Extracted text
Content starts

I fed 24 years of my blog posts to a Markov model
Markov Models vs LLMs
- Large part of the thread argues over whether LLMs “are” Markov chains.
- One side: in the strict mathematical sense, any process whose next output depends only on the current state is Markov; if you define the state as “entire current token sequence,” an LLM fits. Implementation (lookup table vs transformer) doesn’t matter.
- The other side: that definition is vacuous. Classic Markov chains in NLP have fixed, low order k (e.g., n‑grams) and stationary transition probabilities. LLMs:
- Condition on long, variable-length prefixes within a window.
- Use content-dependent attention, not a fixed k-context.
- Generalize to unseen sequences via shared parameters, unlike lookup tables.
- Distinction is drawn between “Markov chain” (fixed finite order, visible state, stationary) and more general “Markov models” (state can be richer, possibly hidden, RNN-like).
- Some argue that calling LLMs “Markov” in the broadest sense makes the term useless, since nearly any sequential system could then qualify.
Limits of Markov Text Generation
- Multiple people confirm the original article’s observation:
- Low-order (character or bigram/trigram) models are incoherent.
- Higher order quickly degenerates into copying large chunks verbatim because many n‑grams are unique.
- BPE-token Markov experiments show that order‑2 over full BPE leads to deterministic reproduction of the training text; limiting vocabulary size reintroduces variability.
- Suggestions to avoid verbatim “valleys”:
- Variable/dynamic n-gram: fall back to lower order when only a single continuation exists.
- Use mixed orders and backtracking when the chain gets stuck in long deterministic runs.

Content ends

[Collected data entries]
Content starts

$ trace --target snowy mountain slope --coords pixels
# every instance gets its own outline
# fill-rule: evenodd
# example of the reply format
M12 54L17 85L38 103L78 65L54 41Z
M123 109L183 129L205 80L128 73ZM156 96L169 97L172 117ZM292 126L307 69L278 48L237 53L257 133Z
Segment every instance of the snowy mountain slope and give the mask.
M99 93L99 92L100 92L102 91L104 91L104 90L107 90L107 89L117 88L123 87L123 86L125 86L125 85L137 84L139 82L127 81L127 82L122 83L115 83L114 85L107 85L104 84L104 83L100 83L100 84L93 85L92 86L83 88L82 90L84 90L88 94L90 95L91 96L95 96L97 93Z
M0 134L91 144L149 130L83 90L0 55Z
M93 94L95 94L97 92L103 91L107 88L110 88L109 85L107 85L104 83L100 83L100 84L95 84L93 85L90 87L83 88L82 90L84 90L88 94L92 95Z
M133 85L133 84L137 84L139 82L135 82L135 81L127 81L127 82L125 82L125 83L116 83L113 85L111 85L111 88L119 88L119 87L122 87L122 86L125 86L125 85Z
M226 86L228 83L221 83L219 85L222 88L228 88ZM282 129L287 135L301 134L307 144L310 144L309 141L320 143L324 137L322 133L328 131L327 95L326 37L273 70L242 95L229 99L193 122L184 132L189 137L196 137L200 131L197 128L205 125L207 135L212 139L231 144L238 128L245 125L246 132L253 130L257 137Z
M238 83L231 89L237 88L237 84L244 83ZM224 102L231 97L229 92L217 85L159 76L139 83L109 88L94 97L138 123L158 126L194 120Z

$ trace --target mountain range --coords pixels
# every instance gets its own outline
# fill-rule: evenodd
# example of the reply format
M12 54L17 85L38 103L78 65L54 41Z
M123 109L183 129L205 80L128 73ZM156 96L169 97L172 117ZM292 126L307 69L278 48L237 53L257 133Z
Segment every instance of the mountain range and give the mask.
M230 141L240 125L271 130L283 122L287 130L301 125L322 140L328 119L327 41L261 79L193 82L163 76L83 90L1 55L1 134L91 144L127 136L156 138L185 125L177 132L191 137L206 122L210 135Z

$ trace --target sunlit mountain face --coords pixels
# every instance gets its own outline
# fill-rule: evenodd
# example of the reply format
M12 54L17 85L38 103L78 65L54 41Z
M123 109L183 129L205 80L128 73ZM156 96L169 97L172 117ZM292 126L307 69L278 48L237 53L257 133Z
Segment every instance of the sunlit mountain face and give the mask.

Content ends

Work order 1
In the text on Markov models and LLMs, what happens when a BPE-token Markov model's vocabulary size is limited?
Work order 2
Echo the stretch of the text on Markov models and LLMs from "- Use content-dependent" through "size reintroduces variability.".
Work order 3
What comes after the last line of the text on Markov models and LLMs? Continue it from that point.
The records play no part in the work.

Result 1
Limiting vocabulary size reintroduces variability.

Result 2
- Use content-dependent attention, not a fixed k-context.
- Generalize to unseen sequences via shared parameters, unlike lookup tables.
- Distinction is drawn between “Markov chain” (fixed finite order, visible state, stationary) and more general “Markov models” (state can be richer, possibly hidden, RNN-like).
- Some argue that calling LLMs “Markov” in the broadest sense makes the term useless, since nearly any sequential system could then qualify.
Limits of Markov Text Generation
- Multiple people confirm the original article’s observation:
- Low-order (character or bigram/trigram) models are incoherent.
- Higher order quickly degenerates into copying large chunks verbatim because many n‑grams are unique.
- BPE-token Markov experiments show that order‑2 over full BPE leads to deterministic reproduction of the training text; limiting vocabulary size reintroduces variability.

Result 3
Tools, Experiments, and History
- Many reminisce about IRC and chatroom Markov bots and tools like MegaHAL, Hailo (Perl), Babble (MS‑DOS), and modern web/CLI generators.
- People describe using personal corpora (blogs, fiction, tweets, Trump tweets) for bots or creative “dream wells” to spark ideas, not to generate standalone prose.
- References shared to n‑gram work (e.g., very large Google n‑grams), CS50’s Markov demo, and classic neural language modeling papers explaining sparsity and distributional representations.
Personalization and Digital Doppelgängers
- Some speculate about training models on a lifetime of writings to create a “low‑resolution mirror” of one’s personality for descendants.
- Others ask how to achieve this today with LLMs (prompt stuffing, vector DBs, fine-tuning/LoRA, commercial “custom model” tools) and how far it can go (phone/Discord agents, naturalness, domain limits).
Community Norms Around LLM Content
- There is pushback against pasting or offering to paste ChatGPT transcripts into discussions, viewed as low-effort and redundant since everyone can query models themselves.
- A few commenters lament a perceived decline in civility around LLM-related posts.